▸ **SOURCE DOCUMENT**
________

Tutorial: Automate Data Validation and Model Monitoring Pipelines with DVC and Evidently

Feel free to clone the repository provided. It's more than a learning tool; it's a flexible reference architecture that you can adapt to fit your unique use cases.

Why DVC and Evidently?

In the realm of Machine Learning Operations (MLOps), ensuring the robustness and reliability of models is paramount. Using the right tools can significantly enhance your MLOps practices.

Typical Machine Learning Operations (MLOps) workflow

DVC is an open-source tool that brings agility and reproducibility to data science projects by treating data and model training pipelines as software. It connects versioned data sources and code with pipelines, track experiments, register models — all based on GitOps principles.

Evidently is an open-source Python library to evaluate, test, and monitor ML models. It has 100+ built-in metrics and tests on data quality, data drift, and model performance and helps interactively visualize them.

When used together, DVC and Evidently tools offer a comprehensive solution for training, predicting, and monitoring ML models.

Core features of DVC and Evidently for MLOps practices

💡 Want to learn more about DVC and Evidently?

• Iterative Tools for Data Scientists & Analysts course with DVC
• Open-source ML observability course with Evidently

Tutorial scope

This tutorial teaches you how to build DVC pipelines for training and monitoring jobs, parse Evidently reports, and version reference datasets.

Pipelines and artifacts of the example project

By the end of this tutorial, you will learn how to implement an ML monitoring architecture using:

• Evidently to perform data quality, data drift, and model quality checks.
• DVC to run monitoring jobs and version monitoring artifacts
• DVCLive to save monitoring metrics from Python scripts and visualize in VS Code.

Using a Python virtual environment, you can run the example on a local machine.

Dataset: Sales Forecasting

Dataset. You will be diving into a Kaggle dataset focused on Bike Sharing Demand. The goal is to predict hourly bike rental volumes.

Source: https://www.evidentlyai.com/blog/tutorial-1-model-analytics-in-production

ML Application. Use historical usage and weather data to predict bike rental demand. Essential for operational efficiency and customer service.

Similar applications:

• Applicable in sectors like retail, transportation, and energy for demand prediction.
• Ensures models stay relevant and effective despite changing data patterns.

Prerequisites

We expect that you:

• Have learned the for DVC by following the Get Started with DVC guide
• Went through the Evidently Get Started Tutorial and can generate visual and JSON Reports with Metrics.

________

▸ **DATASET EXTRACT**

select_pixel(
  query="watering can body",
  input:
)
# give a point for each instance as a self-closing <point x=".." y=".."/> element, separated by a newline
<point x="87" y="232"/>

________

▸ **TO DO**
1 > In the DVC and Evidently tutorial, what is the goal for the Bike Sharing Demand dataset?
2 > Do these statements agree with the DVC and Evidently tutorial? Answer yes or no for each, quoting the deciding words of the tutorial.
(a) DVC is an open-source tool.
(b) The example can only be run on a remote cloud server.
(c) DVCLive is used to visualize monitoring metrics in VS Code.
3 > Pick up the DVC and Evidently tutorial after its final sentence and write the next part.

▸ **THE REPLIES**
1 > The goal is to predict hourly bike rental volumes.

2 >
(a) Yes: "DVC is an open-source tool that brings agility and reproducibility to data science projects"
(b) No: "Using a Python virtual environment, you can run the example on a local machine."
(c) Yes: "DVCLive to save monitoring metrics from Python scripts and visualize in VS Code."

3 >
To follow this tutorial, you'll need the following tools installed on your local machine:

• Python version 3.11 or above
• Git
• VS Code and DVC Extension for VS Code

💡 Note: we tested this example on macOS/Linux.

👩‍💻 Installation

First, install the pre-built example. Check the origin README file for more technical details and notes.

1. Fork / Clone this repository

Clone the GitHub repository with the example code. This repository provides the necessary files and scripts for setting up the integration between Evidently and DVC.

$ git clone https://github.com/iterative/evidently-dvc.git
$ cd evidently-dvc

2. Install Python dependencies

$ python3 -m venv .venv
$ echo "export PYTHONPATH=$PWD" >> .venv/bin/activate
$ source .venv/bin/activate
$ pip install -r requirements.txt

💡 Note: To ensure everything runs smoothly, please make sure to execute all the code examples provided below within an activated virtual environment.

🚀 Run ML monitoring example

Now, let’s launch the pre-built example to run monitoring pipelines and manage monitoring artifacts using DVC and Evidently.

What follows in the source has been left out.